SET TASK. Count the lines in the records that contain the word "wing", and give only that number.

DATA SHOWN.
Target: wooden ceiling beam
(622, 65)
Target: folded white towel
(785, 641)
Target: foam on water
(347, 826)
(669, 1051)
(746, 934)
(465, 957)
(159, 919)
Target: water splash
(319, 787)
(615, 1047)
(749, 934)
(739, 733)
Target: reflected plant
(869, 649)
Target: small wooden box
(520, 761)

==

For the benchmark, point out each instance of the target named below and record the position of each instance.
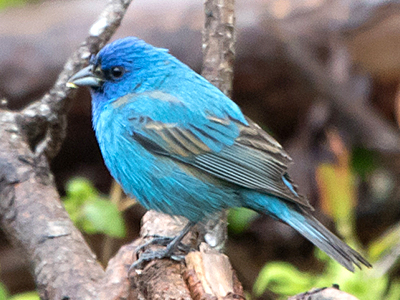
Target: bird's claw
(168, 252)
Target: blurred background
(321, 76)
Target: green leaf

...

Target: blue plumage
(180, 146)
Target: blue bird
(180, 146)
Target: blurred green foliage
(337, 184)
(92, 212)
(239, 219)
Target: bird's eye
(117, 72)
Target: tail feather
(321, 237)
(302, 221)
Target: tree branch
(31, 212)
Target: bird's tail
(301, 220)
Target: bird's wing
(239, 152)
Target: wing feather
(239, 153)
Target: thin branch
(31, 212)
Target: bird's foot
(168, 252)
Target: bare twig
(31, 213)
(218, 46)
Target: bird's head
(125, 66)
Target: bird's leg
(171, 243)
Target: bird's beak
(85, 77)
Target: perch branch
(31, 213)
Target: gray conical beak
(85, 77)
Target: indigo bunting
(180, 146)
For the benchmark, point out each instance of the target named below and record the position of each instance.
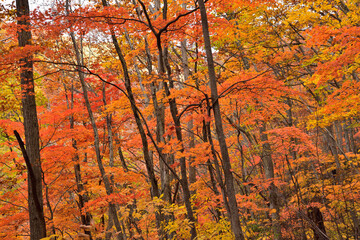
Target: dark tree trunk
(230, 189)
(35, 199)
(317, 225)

EXERCISE OUTPUT. 2